=== PAGE ===

QUOI
On peut faire se souvenir quelqu’un de quelque chose qu’il n’a pas vécu.
POURQUOI
Nous avons vu dans un autre article que l’on arrive à implanter physiquement un faux souvenir dans des cerveaux de souris1. Mais il est aussi possible de suggérer un faux souvenir suffisamment bien pour que le sujet croit avoir vécu ce qu’on lui raconte et soit même capable de se souvenir de détails qu’on ne lui a même pas suggéré.
COMMENT
Vous savez, avec un peu de persuasion, vous êtes déjà sûrement arrivé à faire croire à votre collègue Michel que Jean ne reviendrait plus bosser parce qu’il avait décidé de monter une laiterie avec une vieille connaissance, les locaux se situant à 500km du bureau. Et Jean, lorsqu’il est revenu au bureau une semaine plus tard, n’a donc pas compris pourquoi Michel lui a demandé ce qui n’avait pas marché avec la laiterie… Et tout le bureau s’est bien marré.
Eh bien, dans le même ordre d’idée, des chercheurs ont réussi à faire croire à des sujets d’expériences qu’ils avaient vécu certaines choses… qu’ils n’ont en fait pas vécu !
Au cours d’une expérience, Stephen Lindsay et son équipe sont arrivés à faire croire à 50 % des sujets qu’ils ont testé qu’ils avaient effectué un vol en montgolfière dans leur jeunesse, ce qui était faux, en leur présentant des photographies truquées2.
Pour que la greffe ait une chance de prendre, trois facteurs doivent être respectés : le souvenir doit être plausible, le sujet doit s’en construire une représentation mentale et le souvenir ne doit pas sembler être produit par un état second au moment de sa construction, mais bien par la remontée d’une information fiable3.

=== DONNÉES BRUTES ===

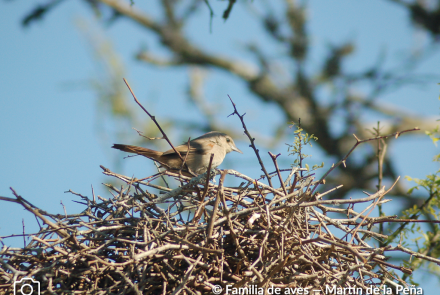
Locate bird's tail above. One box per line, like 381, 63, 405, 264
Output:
112, 144, 163, 161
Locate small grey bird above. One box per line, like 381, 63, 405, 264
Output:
112, 131, 243, 174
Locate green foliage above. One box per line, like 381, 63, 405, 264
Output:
400, 128, 440, 279
287, 123, 324, 171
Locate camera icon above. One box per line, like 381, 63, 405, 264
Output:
14, 278, 40, 295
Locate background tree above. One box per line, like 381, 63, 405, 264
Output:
2, 0, 440, 290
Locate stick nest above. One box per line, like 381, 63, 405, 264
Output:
0, 167, 434, 294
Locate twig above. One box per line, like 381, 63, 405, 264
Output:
228, 95, 273, 187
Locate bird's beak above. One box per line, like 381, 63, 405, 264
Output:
231, 145, 243, 154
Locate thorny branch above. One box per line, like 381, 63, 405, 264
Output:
0, 127, 440, 294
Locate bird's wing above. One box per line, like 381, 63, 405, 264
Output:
163, 139, 215, 157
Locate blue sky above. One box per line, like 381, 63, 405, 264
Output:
0, 0, 440, 294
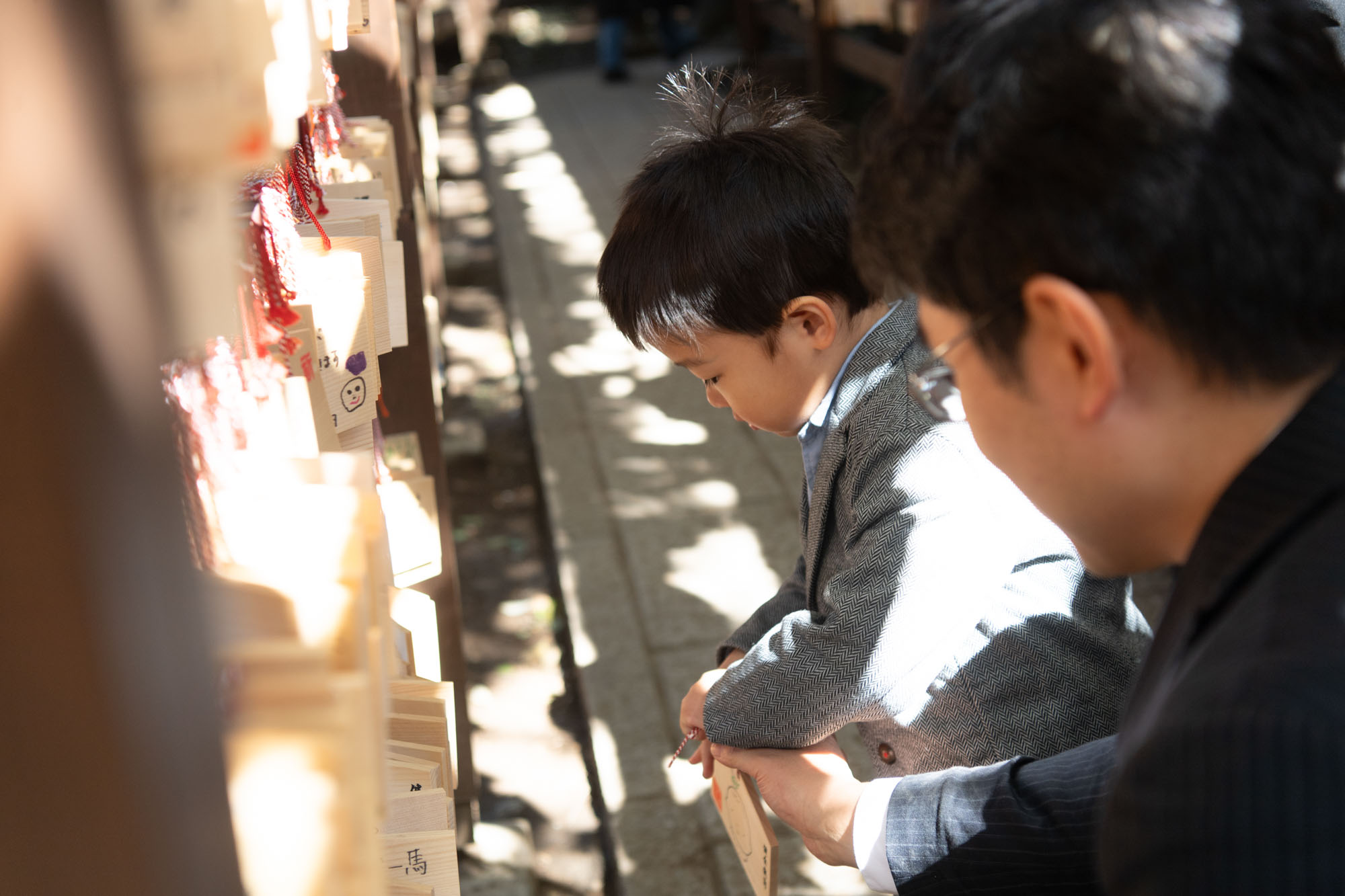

===

§ **EXERCICE COURT**
Pour chacun des énoncés suivants, indiquez par oui ou par non s'il concorde avec la page, en citant textuellement les mots décisifs. 1. L'équipe de Stephen Lindsay a persuadé la moitié des sujets testés d'un vol en montgolfière qu'ils n'avaient pas fait. 2. Pour que le faux souvenir prenne, il doit sembler issu d'un état second. 3. Un sujet peut se rappeler des détails qui ne lui ont pas été suggérés.

§ **RÉPONSE COMPLÈTE**
1. Oui : « faire croire à 50 % des sujets qu’ils ont testé qu’ils avaient effectué un vol en montgolfière dans leur jeunesse, ce qui était faux ».
2. Non : « le souvenir ne doit pas sembler être produit par un état second au moment de sa construction ».
3. Oui : « soit même capable de se souvenir de détails qu’on ne lui a même pas suggéré ».